Information provided
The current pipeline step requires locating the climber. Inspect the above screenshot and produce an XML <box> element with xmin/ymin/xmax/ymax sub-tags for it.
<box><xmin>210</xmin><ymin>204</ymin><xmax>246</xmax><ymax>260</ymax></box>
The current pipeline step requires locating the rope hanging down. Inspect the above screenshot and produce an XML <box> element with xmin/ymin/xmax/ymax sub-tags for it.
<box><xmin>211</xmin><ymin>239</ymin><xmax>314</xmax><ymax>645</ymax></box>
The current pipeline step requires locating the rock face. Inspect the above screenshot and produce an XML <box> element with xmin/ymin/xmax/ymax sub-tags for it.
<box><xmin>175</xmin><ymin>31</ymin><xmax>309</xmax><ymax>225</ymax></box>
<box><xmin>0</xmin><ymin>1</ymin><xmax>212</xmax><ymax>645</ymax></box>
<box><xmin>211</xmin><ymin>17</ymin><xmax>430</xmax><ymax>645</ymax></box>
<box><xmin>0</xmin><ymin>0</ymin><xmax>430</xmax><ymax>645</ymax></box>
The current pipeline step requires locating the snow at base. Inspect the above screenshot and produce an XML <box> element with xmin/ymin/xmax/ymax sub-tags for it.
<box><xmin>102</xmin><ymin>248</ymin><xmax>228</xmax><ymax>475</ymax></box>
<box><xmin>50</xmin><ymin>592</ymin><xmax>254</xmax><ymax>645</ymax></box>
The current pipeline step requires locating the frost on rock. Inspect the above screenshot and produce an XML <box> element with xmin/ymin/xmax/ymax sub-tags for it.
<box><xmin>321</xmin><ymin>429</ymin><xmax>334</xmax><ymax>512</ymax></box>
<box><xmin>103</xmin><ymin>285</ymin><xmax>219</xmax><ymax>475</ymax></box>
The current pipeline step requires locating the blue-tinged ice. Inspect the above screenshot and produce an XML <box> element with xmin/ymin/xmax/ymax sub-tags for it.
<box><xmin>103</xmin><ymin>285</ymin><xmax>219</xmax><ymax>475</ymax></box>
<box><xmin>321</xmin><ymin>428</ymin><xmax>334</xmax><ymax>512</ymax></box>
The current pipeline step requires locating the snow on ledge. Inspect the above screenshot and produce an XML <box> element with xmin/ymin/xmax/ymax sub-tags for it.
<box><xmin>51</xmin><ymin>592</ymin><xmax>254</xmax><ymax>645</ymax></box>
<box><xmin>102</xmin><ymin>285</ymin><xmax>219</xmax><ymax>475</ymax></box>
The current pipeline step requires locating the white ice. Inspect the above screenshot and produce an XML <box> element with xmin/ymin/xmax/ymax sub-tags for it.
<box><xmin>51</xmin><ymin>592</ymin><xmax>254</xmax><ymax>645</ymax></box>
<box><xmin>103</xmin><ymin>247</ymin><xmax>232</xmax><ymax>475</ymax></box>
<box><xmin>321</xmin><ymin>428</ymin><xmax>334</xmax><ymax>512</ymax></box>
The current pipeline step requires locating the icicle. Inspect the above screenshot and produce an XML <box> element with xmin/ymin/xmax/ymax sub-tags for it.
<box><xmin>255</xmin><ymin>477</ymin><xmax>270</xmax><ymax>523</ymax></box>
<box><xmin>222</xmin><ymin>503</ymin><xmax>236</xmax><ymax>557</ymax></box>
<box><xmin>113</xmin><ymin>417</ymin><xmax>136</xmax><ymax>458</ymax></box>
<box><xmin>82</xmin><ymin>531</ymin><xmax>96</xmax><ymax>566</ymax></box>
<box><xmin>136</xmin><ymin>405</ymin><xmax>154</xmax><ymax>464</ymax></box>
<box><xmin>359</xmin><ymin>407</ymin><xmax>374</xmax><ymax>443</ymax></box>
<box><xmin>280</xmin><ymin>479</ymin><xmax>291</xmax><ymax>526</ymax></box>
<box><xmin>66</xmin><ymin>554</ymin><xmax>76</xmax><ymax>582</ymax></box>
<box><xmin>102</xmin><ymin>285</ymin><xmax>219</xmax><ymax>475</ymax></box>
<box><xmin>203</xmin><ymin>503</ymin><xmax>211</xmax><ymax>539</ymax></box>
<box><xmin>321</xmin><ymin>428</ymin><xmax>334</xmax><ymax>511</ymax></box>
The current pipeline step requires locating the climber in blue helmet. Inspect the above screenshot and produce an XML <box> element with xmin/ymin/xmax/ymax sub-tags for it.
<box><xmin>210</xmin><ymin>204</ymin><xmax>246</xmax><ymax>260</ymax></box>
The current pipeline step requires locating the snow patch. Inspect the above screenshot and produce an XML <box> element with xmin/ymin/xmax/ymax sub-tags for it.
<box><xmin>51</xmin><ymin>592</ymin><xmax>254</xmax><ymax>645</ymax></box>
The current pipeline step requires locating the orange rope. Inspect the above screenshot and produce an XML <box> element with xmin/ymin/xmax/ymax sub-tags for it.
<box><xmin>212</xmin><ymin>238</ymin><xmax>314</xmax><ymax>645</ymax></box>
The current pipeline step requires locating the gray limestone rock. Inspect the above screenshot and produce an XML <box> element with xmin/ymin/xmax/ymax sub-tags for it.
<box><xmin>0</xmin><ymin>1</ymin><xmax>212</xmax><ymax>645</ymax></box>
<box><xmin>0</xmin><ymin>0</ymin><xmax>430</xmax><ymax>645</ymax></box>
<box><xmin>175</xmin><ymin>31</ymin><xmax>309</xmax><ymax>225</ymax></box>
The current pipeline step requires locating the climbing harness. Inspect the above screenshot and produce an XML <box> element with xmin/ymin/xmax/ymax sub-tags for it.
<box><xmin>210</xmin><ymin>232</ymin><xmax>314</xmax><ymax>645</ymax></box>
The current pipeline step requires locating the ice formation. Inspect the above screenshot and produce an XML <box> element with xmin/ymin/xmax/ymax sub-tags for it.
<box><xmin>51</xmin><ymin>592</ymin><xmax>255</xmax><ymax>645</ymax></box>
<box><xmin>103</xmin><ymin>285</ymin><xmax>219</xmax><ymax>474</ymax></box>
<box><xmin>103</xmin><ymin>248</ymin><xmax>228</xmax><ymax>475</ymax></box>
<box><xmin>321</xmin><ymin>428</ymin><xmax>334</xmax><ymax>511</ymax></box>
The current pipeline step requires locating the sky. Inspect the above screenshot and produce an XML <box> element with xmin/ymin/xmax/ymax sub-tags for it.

Short task
State how many lines of the items above contain the string "climber", treating uppercase and lowercase as different. Give only the number.

Answer to the problem
2